• Il tuo compito: Prosegui, per favore, il brano sulla mindfulness e sulle parti di noi, riprendendo subito dopo la sua ultima frase.

• Estratto di testo:
* * * * *
Reparenting significa riportare un senso di calma, curiosità, compassione, per ogni parte di noi e ascoltare cosa dicono sulle vie d’uscita!
Freni, muri e acceleratori
Tutta la pratica di mindfulness ci fa un invito, l’invito a prendere dimora nel nostro Sé per esplorare il panorama interno in un clima di accoglienza e spaziosità. Non siamo più identificati con le nostre parti, con le tante voci che parlano ma nemmeno neghiamo la loro esistenza a ci muoviamo come se fossero da spazzare via. Consideriamo tutte queste voci – quelli che di solito chiamiamo distrattori – come parti di noi che vogliono distoglierci dal dolore a qualsiasi costo.
* * * * *
• Contenuto del dataset:
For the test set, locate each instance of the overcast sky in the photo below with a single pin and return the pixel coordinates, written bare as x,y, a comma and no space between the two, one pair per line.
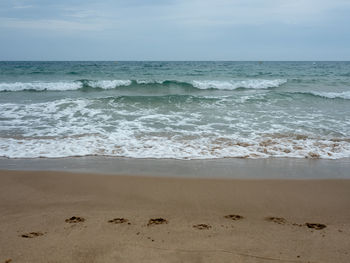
* * * * *
• Risposta all'esercizio:
I distrattori possono sembrare fastidiosi ma hanno una buona intenzione che si può riassumere in due funzioni essenziali: protezione ed esilio. Voglio tenere a bada, esiliandole, parti di noi portatrici di dolore e proteggerci dall’avvicinarci al dolore, convinte che questo sarebbe troppo per noi. Sono parti operose. La funzione protettiva è portata avanti in due modi principali, prima di tutto spostando l’attenzione altrove e poi, se nemmeno questo ha funzionato, entrano in azione le truppe d’assalto, i pompieri. Avete visto come fanno i pompieri a spegnare un incendio? Abbattono con forza e velocità, scavano linee frangifuoco e, in una parola, fanno parecchi danni a fin di bene. Anche noi abbiamo i nostri pompieri: sono i comportamenti di ipercompensazione. Quando mangiamo troppo, lavoriamo troppo, beviamo troppo, amiamo troppo sappiamo che i nostri pompieri sono in azione. Siamo contenti? Manco per niente. Prima li lasciamo fare e poi ci lamentiamo dei danni che hanno fatto. Risultato? Un bel conflitto interiore che, in termini tecnici, si chiama polarizzazione delle parti. Ulteriore risultato? Che mentre facciamo cose di cui poi ci pentiamo facciamo un passo avanti e due indietro e rimaniamo sempre allo stesso punto: lontani da noi.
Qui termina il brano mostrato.